(Exercise objective): In the copy, leave out the pictures and repeat all records exactly.

[Natural language region descriptions]
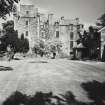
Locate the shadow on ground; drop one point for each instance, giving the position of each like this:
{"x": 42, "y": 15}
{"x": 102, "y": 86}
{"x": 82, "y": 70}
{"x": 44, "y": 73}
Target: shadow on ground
{"x": 94, "y": 89}
{"x": 17, "y": 59}
{"x": 3, "y": 68}
{"x": 38, "y": 62}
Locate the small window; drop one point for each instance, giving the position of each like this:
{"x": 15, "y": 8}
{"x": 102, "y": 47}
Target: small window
{"x": 27, "y": 12}
{"x": 26, "y": 22}
{"x": 26, "y": 33}
{"x": 71, "y": 44}
{"x": 57, "y": 34}
{"x": 71, "y": 36}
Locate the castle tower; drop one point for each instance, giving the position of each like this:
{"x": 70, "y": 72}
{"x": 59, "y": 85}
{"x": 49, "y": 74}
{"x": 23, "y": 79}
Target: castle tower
{"x": 25, "y": 22}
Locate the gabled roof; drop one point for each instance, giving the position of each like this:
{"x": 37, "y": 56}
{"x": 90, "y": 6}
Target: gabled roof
{"x": 102, "y": 29}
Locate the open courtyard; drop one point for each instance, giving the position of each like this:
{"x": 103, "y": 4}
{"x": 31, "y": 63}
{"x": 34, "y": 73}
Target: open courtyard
{"x": 30, "y": 75}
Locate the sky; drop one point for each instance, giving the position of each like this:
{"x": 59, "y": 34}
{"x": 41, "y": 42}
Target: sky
{"x": 87, "y": 10}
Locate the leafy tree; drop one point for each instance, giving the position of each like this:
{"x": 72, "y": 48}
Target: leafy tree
{"x": 6, "y": 7}
{"x": 101, "y": 21}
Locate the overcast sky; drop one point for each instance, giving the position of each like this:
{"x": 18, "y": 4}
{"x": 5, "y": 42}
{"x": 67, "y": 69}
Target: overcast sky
{"x": 87, "y": 10}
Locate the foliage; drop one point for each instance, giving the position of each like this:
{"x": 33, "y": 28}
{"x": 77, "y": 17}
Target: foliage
{"x": 6, "y": 6}
{"x": 11, "y": 37}
{"x": 101, "y": 21}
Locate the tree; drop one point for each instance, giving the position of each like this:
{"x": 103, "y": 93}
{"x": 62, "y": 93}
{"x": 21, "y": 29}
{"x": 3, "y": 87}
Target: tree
{"x": 6, "y": 7}
{"x": 10, "y": 36}
{"x": 101, "y": 21}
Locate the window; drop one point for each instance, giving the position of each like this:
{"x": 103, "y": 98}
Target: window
{"x": 71, "y": 35}
{"x": 71, "y": 44}
{"x": 27, "y": 12}
{"x": 26, "y": 33}
{"x": 57, "y": 34}
{"x": 26, "y": 22}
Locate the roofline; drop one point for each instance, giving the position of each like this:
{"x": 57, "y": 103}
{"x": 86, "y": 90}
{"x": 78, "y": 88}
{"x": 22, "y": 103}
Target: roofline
{"x": 101, "y": 29}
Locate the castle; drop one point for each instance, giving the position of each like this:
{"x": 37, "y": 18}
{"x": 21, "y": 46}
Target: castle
{"x": 30, "y": 23}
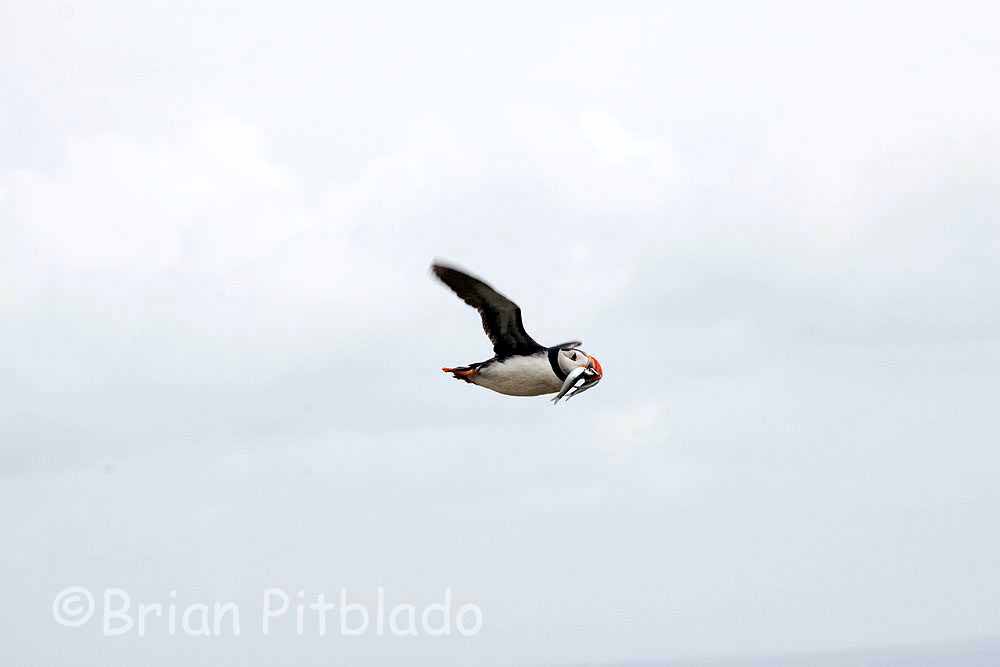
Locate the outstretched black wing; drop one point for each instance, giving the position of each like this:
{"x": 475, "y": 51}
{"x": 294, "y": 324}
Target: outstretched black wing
{"x": 501, "y": 316}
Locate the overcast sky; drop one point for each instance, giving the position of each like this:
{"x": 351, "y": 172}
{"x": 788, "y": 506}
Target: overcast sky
{"x": 774, "y": 223}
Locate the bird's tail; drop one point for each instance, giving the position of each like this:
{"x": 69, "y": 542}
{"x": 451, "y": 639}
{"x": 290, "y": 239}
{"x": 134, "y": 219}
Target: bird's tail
{"x": 462, "y": 372}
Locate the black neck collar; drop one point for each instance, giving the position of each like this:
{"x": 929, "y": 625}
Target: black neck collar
{"x": 554, "y": 362}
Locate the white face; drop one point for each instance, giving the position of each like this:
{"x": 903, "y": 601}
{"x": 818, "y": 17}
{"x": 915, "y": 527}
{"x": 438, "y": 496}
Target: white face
{"x": 573, "y": 358}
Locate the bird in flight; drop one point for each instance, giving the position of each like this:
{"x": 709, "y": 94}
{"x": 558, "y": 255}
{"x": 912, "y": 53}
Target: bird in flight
{"x": 519, "y": 366}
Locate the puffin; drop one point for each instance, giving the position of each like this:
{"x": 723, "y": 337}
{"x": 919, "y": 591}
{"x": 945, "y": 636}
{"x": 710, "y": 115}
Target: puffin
{"x": 519, "y": 366}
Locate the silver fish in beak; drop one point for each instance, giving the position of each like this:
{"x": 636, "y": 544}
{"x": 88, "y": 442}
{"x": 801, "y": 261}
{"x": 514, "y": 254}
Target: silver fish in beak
{"x": 578, "y": 381}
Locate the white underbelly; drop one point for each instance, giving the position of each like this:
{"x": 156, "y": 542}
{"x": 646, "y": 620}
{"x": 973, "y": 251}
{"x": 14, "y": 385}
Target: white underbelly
{"x": 520, "y": 376}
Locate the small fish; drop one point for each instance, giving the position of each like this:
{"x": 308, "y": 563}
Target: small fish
{"x": 589, "y": 378}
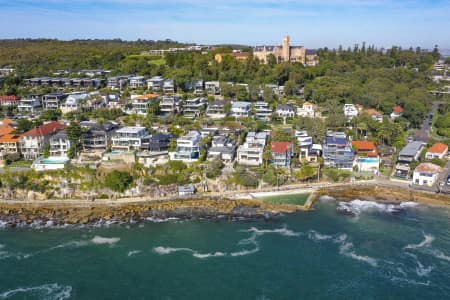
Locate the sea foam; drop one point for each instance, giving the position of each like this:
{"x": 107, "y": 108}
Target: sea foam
{"x": 428, "y": 239}
{"x": 52, "y": 291}
{"x": 98, "y": 240}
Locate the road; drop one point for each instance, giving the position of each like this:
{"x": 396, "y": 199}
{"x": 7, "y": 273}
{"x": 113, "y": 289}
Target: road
{"x": 445, "y": 188}
{"x": 424, "y": 133}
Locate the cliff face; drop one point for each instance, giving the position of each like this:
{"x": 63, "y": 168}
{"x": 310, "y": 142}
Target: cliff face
{"x": 14, "y": 214}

(Response to the exercise):
Locate the shadow on ground; drop one point for each instance, giving the position of each like this:
{"x": 42, "y": 15}
{"x": 102, "y": 86}
{"x": 82, "y": 70}
{"x": 44, "y": 73}
Target: shadow on ground
{"x": 94, "y": 89}
{"x": 17, "y": 59}
{"x": 3, "y": 68}
{"x": 38, "y": 62}
Locate the small window; drop one point for each instance, giving the position of each like this:
{"x": 15, "y": 8}
{"x": 102, "y": 47}
Target: small window
{"x": 27, "y": 12}
{"x": 26, "y": 22}
{"x": 26, "y": 33}
{"x": 71, "y": 44}
{"x": 57, "y": 34}
{"x": 71, "y": 36}
Locate the castle tower; drop one point for each instance, giving the position of each like this:
{"x": 70, "y": 72}
{"x": 59, "y": 85}
{"x": 49, "y": 74}
{"x": 23, "y": 79}
Target: castle tower
{"x": 25, "y": 22}
Locate the gabled roof; drop one point for each instance, giving the position of each like this:
{"x": 37, "y": 56}
{"x": 90, "y": 6}
Target: gabled roof
{"x": 102, "y": 29}
Locate the open courtyard; drop one point for each instance, giving the position of each like this:
{"x": 103, "y": 4}
{"x": 31, "y": 63}
{"x": 34, "y": 73}
Target: open courtyard
{"x": 30, "y": 75}
Locate the sky; drop one point for each instance, giving the position of each like this:
{"x": 59, "y": 34}
{"x": 41, "y": 42}
Target: sky
{"x": 87, "y": 10}
Locate the leafy tree; drop one point for each instance, giving the position of each like this:
{"x": 72, "y": 48}
Target: leafy tree
{"x": 6, "y": 7}
{"x": 101, "y": 21}
Locate the overcast sky; drop one point for each instance, giving the position of each like this:
{"x": 18, "y": 4}
{"x": 5, "y": 42}
{"x": 67, "y": 69}
Target: overcast sky
{"x": 87, "y": 10}
Locate the foliage; drop one point for each instance, giving the position of each like this:
{"x": 33, "y": 28}
{"x": 77, "y": 17}
Target: foliage
{"x": 6, "y": 6}
{"x": 11, "y": 37}
{"x": 101, "y": 21}
Locate the tree; drop one point for each instance, giving the position of each like this:
{"x": 103, "y": 93}
{"x": 62, "y": 93}
{"x": 21, "y": 29}
{"x": 3, "y": 87}
Target: tree
{"x": 6, "y": 7}
{"x": 10, "y": 36}
{"x": 101, "y": 21}
Locate the window; drop one point for each instance, giving the position of each like this:
{"x": 103, "y": 98}
Target: window
{"x": 71, "y": 35}
{"x": 71, "y": 44}
{"x": 27, "y": 12}
{"x": 26, "y": 33}
{"x": 57, "y": 34}
{"x": 26, "y": 22}
Locate the roofline; drop one point for each instance, giving the position of each like this:
{"x": 57, "y": 103}
{"x": 86, "y": 90}
{"x": 78, "y": 88}
{"x": 22, "y": 103}
Target: roofline
{"x": 101, "y": 29}
Locate the castle; drop one point for each instance, giving the position of each like this:
{"x": 37, "y": 18}
{"x": 21, "y": 46}
Target: castle
{"x": 30, "y": 23}
Locate the outstretched black wing; drop one point for each instance, giving the position of each like this:
{"x": 475, "y": 51}
{"x": 294, "y": 324}
Target: outstretched black wing
{"x": 501, "y": 316}
Locate the overcast sky; drop one point for each instance, giving the position of each like this:
{"x": 351, "y": 172}
{"x": 788, "y": 506}
Target: overcast sky
{"x": 774, "y": 223}
Locate the bird's tail; drop one point for each instance, giving the position of each like this:
{"x": 69, "y": 542}
{"x": 451, "y": 639}
{"x": 290, "y": 239}
{"x": 134, "y": 219}
Target: bird's tail
{"x": 462, "y": 372}
Locate the black neck collar; drop one point for each instance, giving the position of each like this:
{"x": 929, "y": 625}
Target: black neck collar
{"x": 554, "y": 362}
Locate the white face; drop one point for each instance, giving the position of each like this:
{"x": 903, "y": 601}
{"x": 818, "y": 17}
{"x": 915, "y": 527}
{"x": 438, "y": 496}
Target: white face
{"x": 573, "y": 358}
Locate the bird in flight; drop one point for each instance, giving the position of each like this:
{"x": 709, "y": 94}
{"x": 558, "y": 255}
{"x": 912, "y": 53}
Target: bird in flight
{"x": 519, "y": 366}
Locate the puffin; drop one point for each instance, giving the position of each like this:
{"x": 723, "y": 337}
{"x": 919, "y": 591}
{"x": 945, "y": 636}
{"x": 710, "y": 115}
Target: puffin
{"x": 519, "y": 366}
Locate the silver fish in beak; drop one point for each instance, giving the position of each like this:
{"x": 636, "y": 544}
{"x": 88, "y": 442}
{"x": 801, "y": 261}
{"x": 514, "y": 254}
Target: silver fish in beak
{"x": 578, "y": 381}
Locate the white underbelly; drop one point for each instance, giving the position of each like this:
{"x": 156, "y": 542}
{"x": 646, "y": 620}
{"x": 973, "y": 251}
{"x": 14, "y": 385}
Target: white underbelly
{"x": 520, "y": 376}
Locate the small fish; drop one point for each instance, giving the position of each like this:
{"x": 308, "y": 563}
Target: small fish
{"x": 589, "y": 378}
Locate the sea foam; drop one point for each instance, giving the position of each like this:
{"x": 107, "y": 108}
Target: sea foam
{"x": 428, "y": 239}
{"x": 52, "y": 291}
{"x": 98, "y": 240}
Locate the road; drop one point for each instance, giving the position of each like this:
{"x": 396, "y": 199}
{"x": 7, "y": 273}
{"x": 113, "y": 289}
Target: road
{"x": 445, "y": 188}
{"x": 424, "y": 133}
Locate the cliff face; drop one point for each instance, giving the position of each like this:
{"x": 63, "y": 168}
{"x": 310, "y": 142}
Target: cliff face
{"x": 14, "y": 214}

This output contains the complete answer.